== DATA SUPPLIED
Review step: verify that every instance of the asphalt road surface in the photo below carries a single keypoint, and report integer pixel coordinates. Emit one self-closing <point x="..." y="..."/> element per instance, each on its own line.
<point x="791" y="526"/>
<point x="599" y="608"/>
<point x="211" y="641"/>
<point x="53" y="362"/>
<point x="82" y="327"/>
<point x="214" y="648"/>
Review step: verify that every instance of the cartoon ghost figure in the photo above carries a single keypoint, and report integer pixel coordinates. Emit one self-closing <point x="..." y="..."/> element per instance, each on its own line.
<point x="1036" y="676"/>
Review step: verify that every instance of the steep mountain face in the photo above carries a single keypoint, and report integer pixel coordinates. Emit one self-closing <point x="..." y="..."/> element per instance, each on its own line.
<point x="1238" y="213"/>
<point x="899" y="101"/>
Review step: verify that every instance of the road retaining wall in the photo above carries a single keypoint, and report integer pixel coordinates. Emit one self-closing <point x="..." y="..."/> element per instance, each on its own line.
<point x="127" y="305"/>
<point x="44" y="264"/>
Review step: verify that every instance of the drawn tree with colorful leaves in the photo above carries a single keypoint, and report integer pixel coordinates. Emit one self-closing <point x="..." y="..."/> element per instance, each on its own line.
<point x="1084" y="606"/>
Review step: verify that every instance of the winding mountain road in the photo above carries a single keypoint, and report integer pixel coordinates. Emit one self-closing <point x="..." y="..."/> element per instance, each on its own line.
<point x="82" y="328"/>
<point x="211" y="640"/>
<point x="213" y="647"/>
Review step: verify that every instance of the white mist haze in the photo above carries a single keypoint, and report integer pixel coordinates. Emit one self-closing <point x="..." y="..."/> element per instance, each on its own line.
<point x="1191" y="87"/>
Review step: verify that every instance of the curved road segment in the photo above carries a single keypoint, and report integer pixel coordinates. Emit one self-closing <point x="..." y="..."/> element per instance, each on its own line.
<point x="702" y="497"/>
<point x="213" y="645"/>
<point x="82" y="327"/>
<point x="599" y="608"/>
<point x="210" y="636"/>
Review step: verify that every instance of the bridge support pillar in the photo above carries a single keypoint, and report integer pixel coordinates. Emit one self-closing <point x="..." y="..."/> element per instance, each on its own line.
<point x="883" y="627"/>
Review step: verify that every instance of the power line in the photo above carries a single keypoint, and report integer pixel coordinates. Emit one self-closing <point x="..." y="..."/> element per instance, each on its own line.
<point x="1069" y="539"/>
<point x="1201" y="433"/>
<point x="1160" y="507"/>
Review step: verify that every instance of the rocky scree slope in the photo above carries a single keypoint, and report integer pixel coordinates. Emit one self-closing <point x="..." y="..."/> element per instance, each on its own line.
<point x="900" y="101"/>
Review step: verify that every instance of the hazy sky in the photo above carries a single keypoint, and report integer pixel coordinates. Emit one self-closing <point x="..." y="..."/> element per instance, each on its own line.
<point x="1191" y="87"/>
====
- TASK ITEM -
The required output is the line holding "Review step: verify that every instance of the rocky" plus every line after it in the data, reproduced exactly.

- TASK ANSWER -
Review step: verify that every instance of the rocky scree slope in the photo above carries a single keypoint, and report integer pixel coordinates. Emit one self-closing <point x="..." y="..."/> element per instance, each on its own line.
<point x="900" y="101"/>
Review step: verify that every instance of the hazy sky in the photo above carries a single keypoint, and report integer pixel coordinates. Emit one self-closing <point x="..." y="..."/> element per instance, each on its own line.
<point x="1191" y="87"/>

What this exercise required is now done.